### EXERCISE REQUIREMENTS
Leave out the pictures and copy each record below exactly.

### RAW DATA
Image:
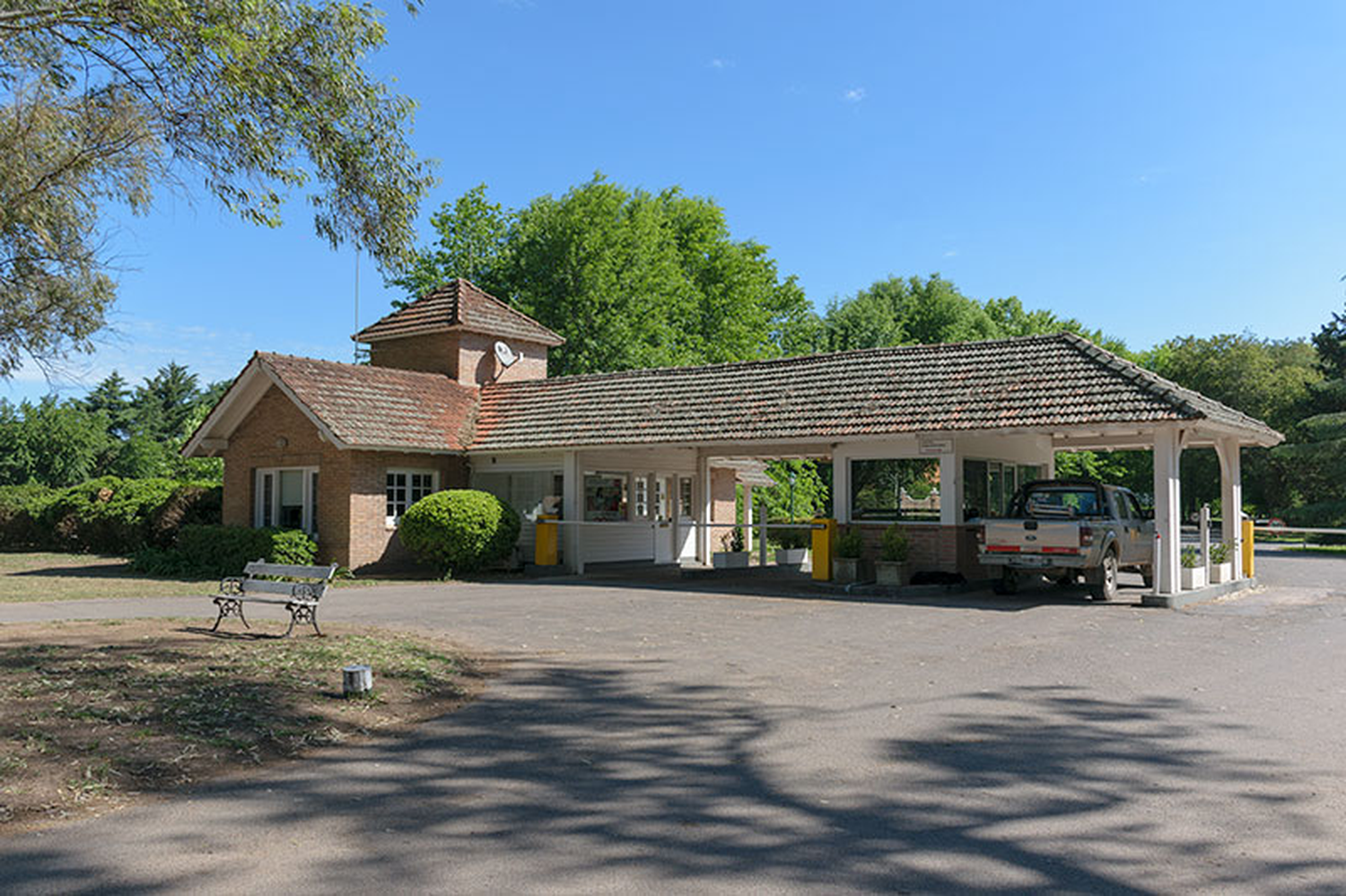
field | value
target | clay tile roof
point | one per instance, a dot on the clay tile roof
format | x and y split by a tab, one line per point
458	306
380	406
1036	381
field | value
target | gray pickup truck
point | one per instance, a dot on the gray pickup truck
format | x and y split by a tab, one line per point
1071	527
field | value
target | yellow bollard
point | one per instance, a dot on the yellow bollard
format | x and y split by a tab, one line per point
546	541
823	540
1248	548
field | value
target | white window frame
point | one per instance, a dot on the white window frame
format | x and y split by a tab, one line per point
309	519
390	519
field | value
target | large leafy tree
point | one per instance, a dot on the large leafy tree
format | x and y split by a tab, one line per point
632	279
101	101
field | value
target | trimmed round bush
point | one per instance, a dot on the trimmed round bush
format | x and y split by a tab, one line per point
459	530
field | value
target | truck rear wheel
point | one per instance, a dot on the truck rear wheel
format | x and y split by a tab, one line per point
1103	583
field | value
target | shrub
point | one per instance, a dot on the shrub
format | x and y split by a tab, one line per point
459	530
21	516
206	552
851	545
108	514
896	545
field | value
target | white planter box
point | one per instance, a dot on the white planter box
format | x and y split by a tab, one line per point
730	560
845	570
1193	578
890	572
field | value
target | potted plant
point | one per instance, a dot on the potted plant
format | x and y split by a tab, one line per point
1193	570
848	565
794	548
893	557
1221	568
731	554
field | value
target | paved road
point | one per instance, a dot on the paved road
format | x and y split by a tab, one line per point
689	740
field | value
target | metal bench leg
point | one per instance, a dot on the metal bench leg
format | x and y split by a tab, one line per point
229	607
303	613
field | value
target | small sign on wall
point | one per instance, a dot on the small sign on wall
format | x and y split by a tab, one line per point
928	446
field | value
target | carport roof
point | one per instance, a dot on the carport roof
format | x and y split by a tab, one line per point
1053	382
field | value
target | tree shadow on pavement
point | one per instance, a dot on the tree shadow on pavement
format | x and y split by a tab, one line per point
583	779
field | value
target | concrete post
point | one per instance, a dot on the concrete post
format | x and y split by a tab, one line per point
747	518
703	510
1232	500
950	490
572	509
1167	513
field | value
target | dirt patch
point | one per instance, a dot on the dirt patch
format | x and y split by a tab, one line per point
97	715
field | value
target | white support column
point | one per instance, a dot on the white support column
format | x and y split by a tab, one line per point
572	509
703	509
840	486
747	518
1167	513
950	490
1232	500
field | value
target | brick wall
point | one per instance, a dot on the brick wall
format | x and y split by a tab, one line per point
721	500
430	352
468	357
476	363
352	513
931	548
276	433
371	541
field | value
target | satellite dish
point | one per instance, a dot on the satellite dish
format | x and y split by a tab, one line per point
505	354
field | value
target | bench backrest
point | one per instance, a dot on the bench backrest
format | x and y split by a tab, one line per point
312	587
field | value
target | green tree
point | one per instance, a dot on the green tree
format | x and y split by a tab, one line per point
166	403
50	443
632	279
112	397
102	101
473	239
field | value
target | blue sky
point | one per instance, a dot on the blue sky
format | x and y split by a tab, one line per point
1152	170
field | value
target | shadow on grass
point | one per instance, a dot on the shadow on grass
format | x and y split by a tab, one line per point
610	777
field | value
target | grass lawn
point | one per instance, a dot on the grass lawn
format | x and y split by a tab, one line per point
97	715
50	576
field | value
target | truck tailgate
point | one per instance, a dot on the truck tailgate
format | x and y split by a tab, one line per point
1033	537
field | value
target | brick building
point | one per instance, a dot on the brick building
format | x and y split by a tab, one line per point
643	465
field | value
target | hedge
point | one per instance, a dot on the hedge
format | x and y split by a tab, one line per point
105	516
214	552
459	530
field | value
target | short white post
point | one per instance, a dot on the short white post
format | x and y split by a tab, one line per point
357	680
762	535
1205	538
747	518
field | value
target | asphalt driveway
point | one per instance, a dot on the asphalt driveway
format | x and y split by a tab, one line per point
651	739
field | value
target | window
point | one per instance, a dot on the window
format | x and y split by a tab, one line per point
641	490
404	487
896	489
605	497
287	498
684	498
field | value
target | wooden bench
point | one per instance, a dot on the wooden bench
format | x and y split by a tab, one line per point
258	586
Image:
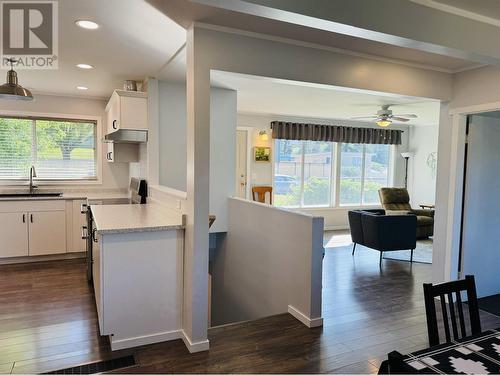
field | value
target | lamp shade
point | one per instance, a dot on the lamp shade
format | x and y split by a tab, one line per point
12	90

### FINISHED ANSWER
Image:
field | value
target | clay tile roof
point | one per instance, a dot on the clay tile roof
format | x and y split by a tab, one line per point
458	306
380	406
1036	381
field | value
target | gray pickup truck
point | one per instance, a dot on the gray pickup truck
format | x and y split by a tab, one line per point
1071	527
field | value
target | yellow bollard
point | one per instance, a dot on the yellow bollard
format | x and y split by a tab, one line per point
546	541
823	540
1248	548
field | value
target | white window frame
point | one per instance, a dot on the white window frame
format | x and y split by a tab, one line per point
309	519
390	519
field | value
target | large leafy tree
point | one per instance, a dot on the large leafy tree
format | x and y split by a tab, one line per point
632	279
101	101
field | value
target | trimmed round bush
point | one per instance, a dot on the trimmed round bush
format | x and y split by a tab, one line per point
459	530
field | value
target | truck rear wheel
point | one per instance, a dot on the truck rear wheel
format | x and y split by a tab, one line per point
1103	583
field | value
target | shrub
point | one per instance, a dot on the shrub
format | x and y split by a tab, one line per point
459	530
21	516
206	552
851	545
108	514
896	545
field | value
target | white planter box
point | one per instance, a dot on the white planter box
format | x and y split by a tab, one line per point
730	560
845	570
1193	578
890	572
field | value
target | potted plant
point | one per instance, a dot on the potted plant
format | x and y split by a tab, one line per point
1193	570
848	565
794	548
893	557
1221	568
731	554
field | value
target | paved road
point | one per instance, a dot on the paved road
format | x and y split by a tab, one line per point
689	740
field | value
target | metal bench leg
point | one per instance, a dot on the metal bench leg
format | x and y split by a tab, one line per point
229	607
303	613
field | value
target | small sign on wall
point | one per instance, a dot on the small sign on wall
format | x and y split by a tab, one line per point
928	446
field | value
target | carport roof
point | one per instance, a dot on the carport roof
format | x and y split by a tab, one line per point
1053	382
field | value
target | tree shadow on pavement
point | one per instance, a dot on the tree shadow on pavement
format | x and y split by a tab, one line per point
583	779
field | value
target | concrete post
point | one per instance, a dot on the concrete post
format | x and y split by a tab, one line per point
747	518
703	510
1232	500
950	490
572	509
1167	513
field | value
target | dirt patch
point | one per instance, a dot on the dirt patch
format | x and y split by a tab, one line per point
97	715
field | value
target | white support column
point | one per instance, a dot on the white support column
format | x and y split by a tab, one line per point
572	509
703	509
840	486
747	518
1167	513
950	490
1232	500
field | value
target | brick wall
point | one per instance, a dot on the brick wall
format | x and y split by a tab, one line per point
721	500
430	352
468	357
476	363
352	513
931	548
276	433
371	541
field | value
target | satellite dish
point | one per instance, a dot on the satellite dish
format | x and y split by a tab, one line per point
505	354
field | value
target | bench backrest
point | one per instance, a dot on the bench backrest
format | x and y split by a tab, one line per point
312	587
field | value
target | green tree
point | one per instance, a dot on the green tree
format | x and y split by a tab, one line per point
166	403
50	443
632	279
112	397
102	101
473	239
field | value
target | blue sky
point | one per instance, a dot on the blue sky
format | x and y split by a tab, one line per point
1152	170
field | value
target | shadow on grass
point | one per instance, a dot on the shadow on grass
format | x and y split by a tab, one line per point
610	777
field | value
target | grass lawn
point | one per instance, a dot on the grass lawn
format | x and y split by a tab, one line per point
97	715
50	576
field | value
target | truck tailgate
point | one per instance, a dot on the truck tailgate
format | x and y split by a tab, one line per point
1033	537
field | value
target | brick building
point | one per instance, a dot on the brick building
format | x and y split by a tab, one line per point
643	465
field | value
target | hedge
point | one per instance, a dot on the hedge
format | x and y split by a tab, one line per point
105	516
214	552
459	530
field | value
target | short white post
point | one per instance, a dot on the short white post
format | x and y split by a tab, one line per point
357	680
762	535
1205	538
747	518
field | value
target | asphalt driveway
point | one per instance, a dot on the asphalt driveway
format | x and y split by a tab, one line per point
651	739
field | value
target | window
point | one per instance, a dot on the window
format | x and y split by a tab, one line per point
641	490
404	487
896	489
605	497
287	498
684	498
field | value
target | wooden bench
point | one per instance, a dot on the wooden bench
format | x and y split by a tab, one line per point
258	586
Image:
field | value
target | lamp shade
point | one per instance, a dot on the lamp shade
format | x and y split by a tab, one line per point
12	90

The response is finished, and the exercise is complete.